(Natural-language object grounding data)
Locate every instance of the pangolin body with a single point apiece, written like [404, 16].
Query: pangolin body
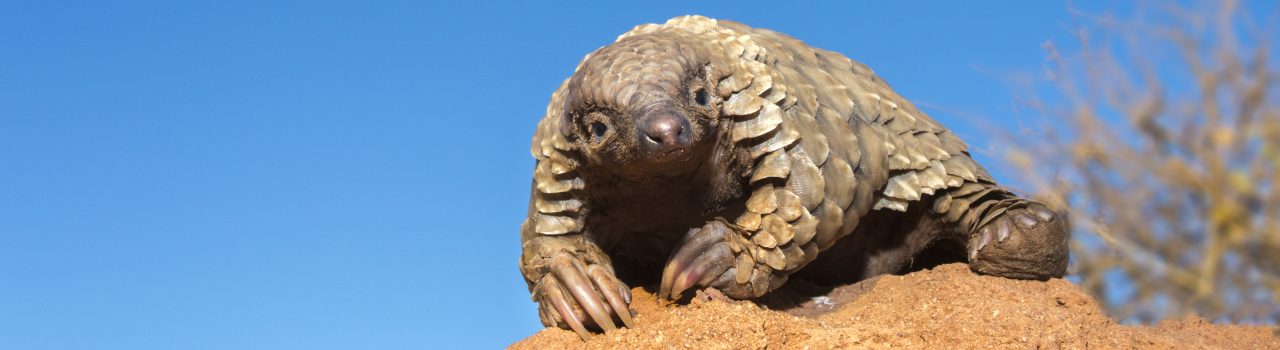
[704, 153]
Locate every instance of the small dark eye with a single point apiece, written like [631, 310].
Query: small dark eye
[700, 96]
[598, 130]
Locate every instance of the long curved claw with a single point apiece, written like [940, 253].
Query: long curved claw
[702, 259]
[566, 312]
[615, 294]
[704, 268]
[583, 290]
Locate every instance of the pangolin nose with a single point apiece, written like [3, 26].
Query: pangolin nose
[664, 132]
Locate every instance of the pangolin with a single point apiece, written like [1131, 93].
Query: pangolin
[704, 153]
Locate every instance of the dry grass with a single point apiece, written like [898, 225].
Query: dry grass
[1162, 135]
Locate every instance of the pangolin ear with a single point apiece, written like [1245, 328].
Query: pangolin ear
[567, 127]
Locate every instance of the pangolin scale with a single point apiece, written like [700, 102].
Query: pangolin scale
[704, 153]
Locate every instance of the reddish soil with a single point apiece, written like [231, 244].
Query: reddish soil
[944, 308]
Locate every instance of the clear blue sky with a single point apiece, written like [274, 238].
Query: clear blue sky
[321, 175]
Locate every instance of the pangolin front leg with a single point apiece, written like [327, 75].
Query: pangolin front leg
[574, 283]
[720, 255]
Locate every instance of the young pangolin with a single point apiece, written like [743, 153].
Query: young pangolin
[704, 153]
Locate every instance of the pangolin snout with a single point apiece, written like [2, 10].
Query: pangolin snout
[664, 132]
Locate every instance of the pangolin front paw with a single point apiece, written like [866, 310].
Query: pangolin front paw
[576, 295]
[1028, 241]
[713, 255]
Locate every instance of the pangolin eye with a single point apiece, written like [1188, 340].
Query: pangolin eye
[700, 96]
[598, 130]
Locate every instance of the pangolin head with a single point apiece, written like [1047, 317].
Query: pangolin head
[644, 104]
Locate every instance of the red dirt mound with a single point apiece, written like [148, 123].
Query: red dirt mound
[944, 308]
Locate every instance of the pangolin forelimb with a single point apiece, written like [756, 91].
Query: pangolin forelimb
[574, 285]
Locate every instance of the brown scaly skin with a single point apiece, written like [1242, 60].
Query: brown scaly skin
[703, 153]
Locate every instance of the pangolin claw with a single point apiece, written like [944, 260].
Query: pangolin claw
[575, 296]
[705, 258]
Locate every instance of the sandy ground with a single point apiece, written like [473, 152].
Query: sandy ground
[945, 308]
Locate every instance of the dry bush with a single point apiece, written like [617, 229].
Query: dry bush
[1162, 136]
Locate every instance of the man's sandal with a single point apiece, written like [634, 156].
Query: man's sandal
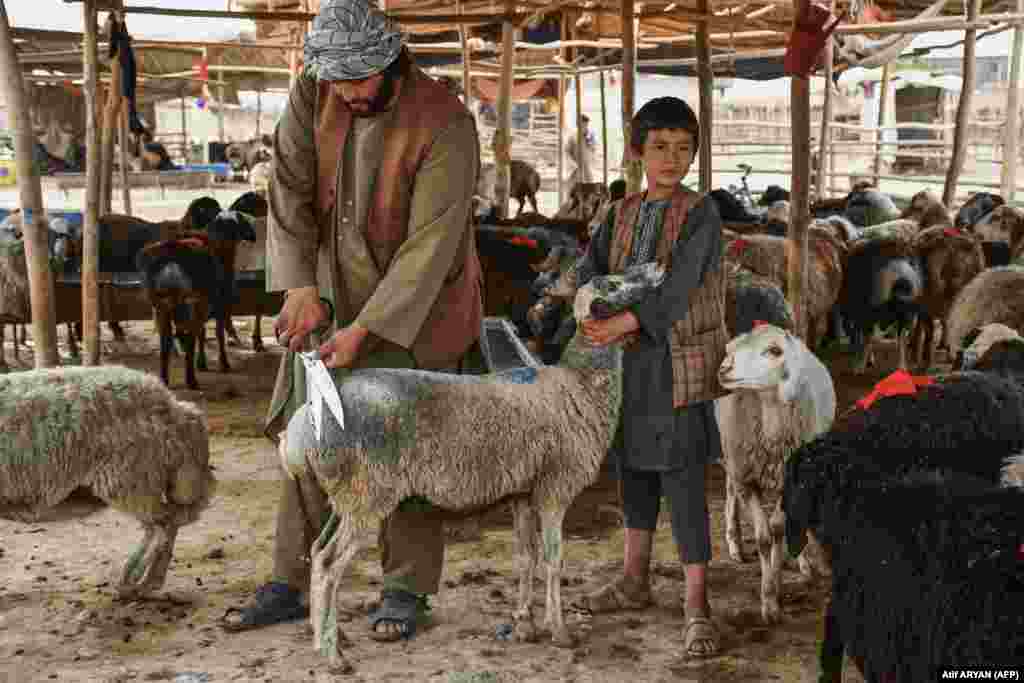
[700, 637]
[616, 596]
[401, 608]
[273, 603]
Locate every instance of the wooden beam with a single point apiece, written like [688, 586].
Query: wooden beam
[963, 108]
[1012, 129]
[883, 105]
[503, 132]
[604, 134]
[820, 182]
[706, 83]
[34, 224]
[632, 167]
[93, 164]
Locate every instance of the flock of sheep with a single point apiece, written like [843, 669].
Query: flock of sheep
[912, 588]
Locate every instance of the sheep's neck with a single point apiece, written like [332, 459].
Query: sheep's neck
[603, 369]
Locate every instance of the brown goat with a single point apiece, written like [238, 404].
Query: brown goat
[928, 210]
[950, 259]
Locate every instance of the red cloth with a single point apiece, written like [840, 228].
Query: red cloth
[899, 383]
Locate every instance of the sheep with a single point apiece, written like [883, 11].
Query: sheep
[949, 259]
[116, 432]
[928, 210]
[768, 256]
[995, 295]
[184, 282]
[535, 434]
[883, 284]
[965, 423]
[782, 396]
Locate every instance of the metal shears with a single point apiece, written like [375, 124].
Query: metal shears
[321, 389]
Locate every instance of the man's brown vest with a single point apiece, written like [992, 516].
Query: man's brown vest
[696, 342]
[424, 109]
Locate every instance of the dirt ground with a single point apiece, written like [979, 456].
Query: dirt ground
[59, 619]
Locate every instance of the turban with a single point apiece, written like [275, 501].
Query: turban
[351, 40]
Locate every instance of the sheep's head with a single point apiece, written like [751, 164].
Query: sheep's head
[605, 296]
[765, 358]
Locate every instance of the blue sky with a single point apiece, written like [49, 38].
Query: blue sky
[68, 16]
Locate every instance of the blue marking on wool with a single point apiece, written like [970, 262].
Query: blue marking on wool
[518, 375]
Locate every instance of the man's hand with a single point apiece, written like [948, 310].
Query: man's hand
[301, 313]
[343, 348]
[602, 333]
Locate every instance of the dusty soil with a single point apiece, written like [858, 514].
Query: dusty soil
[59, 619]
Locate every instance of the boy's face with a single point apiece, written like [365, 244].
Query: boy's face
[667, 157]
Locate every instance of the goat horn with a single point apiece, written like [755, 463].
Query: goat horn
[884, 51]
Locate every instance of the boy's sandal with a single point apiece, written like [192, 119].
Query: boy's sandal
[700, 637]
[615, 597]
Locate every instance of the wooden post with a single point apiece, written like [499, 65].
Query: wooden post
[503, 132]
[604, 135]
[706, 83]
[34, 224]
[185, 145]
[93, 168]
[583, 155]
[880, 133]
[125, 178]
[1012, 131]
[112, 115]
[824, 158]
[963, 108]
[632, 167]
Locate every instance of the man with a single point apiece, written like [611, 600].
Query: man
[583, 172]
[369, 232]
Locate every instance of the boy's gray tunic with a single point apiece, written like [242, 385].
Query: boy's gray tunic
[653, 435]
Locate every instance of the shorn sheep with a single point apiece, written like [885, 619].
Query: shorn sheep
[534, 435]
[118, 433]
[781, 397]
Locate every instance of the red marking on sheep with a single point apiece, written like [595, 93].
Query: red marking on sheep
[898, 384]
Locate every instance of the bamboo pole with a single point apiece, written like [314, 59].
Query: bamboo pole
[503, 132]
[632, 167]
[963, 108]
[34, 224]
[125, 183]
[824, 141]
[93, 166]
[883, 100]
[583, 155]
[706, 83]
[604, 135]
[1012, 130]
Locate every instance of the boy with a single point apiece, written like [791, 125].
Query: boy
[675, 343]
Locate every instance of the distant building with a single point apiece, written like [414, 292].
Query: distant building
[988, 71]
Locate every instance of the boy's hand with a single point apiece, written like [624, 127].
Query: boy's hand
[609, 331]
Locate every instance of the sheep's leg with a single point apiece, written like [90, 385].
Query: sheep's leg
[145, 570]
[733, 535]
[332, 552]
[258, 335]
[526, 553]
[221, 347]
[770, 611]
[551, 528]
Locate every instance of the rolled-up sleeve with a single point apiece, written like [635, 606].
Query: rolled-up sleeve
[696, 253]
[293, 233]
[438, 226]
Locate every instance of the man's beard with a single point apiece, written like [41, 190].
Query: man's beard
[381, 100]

--- AIM OF THE EXERCISE ---
An exact, complete copy of the lines above from the one with "Locate every instance of the man with" through the one with "Locate every instance of the sheep's leg" is the whole answer.

--- RESULT OF THE EXERCISE ---
Locate every instance of the man with a single point apiece, written like [611, 600].
Query: man
[583, 172]
[369, 232]
Locate every instance of the boy's gray tunic with a single point apiece, written like [242, 385].
Query: boy's gray tunic
[653, 435]
Locate every instance of the shorn sheep with a single point apiece, written like [885, 619].
Query: shorn sheep
[534, 435]
[118, 433]
[781, 397]
Locate every instance of the red marking on sheep with a single point apiece, written like [595, 93].
Query: red marking on sheep
[898, 384]
Locate every instance of the bamboo pole with a single point apiece, written like [314, 59].
Query: bamboo pole
[503, 132]
[632, 167]
[963, 108]
[34, 224]
[125, 183]
[824, 141]
[93, 166]
[883, 100]
[583, 155]
[706, 83]
[604, 135]
[1012, 130]
Locate every instance of the boy with a single point apiece, written like [791, 125].
Query: boy
[675, 343]
Locate every instance of the distant building with a single point apiece, written like [414, 292].
Query: distant building
[988, 71]
Locate every instance of the boy's hand with a single point apiece, written like [624, 127].
Query: boy's hand
[609, 331]
Locate every instance of the sheep's leg with a single point apiece, written like [90, 385].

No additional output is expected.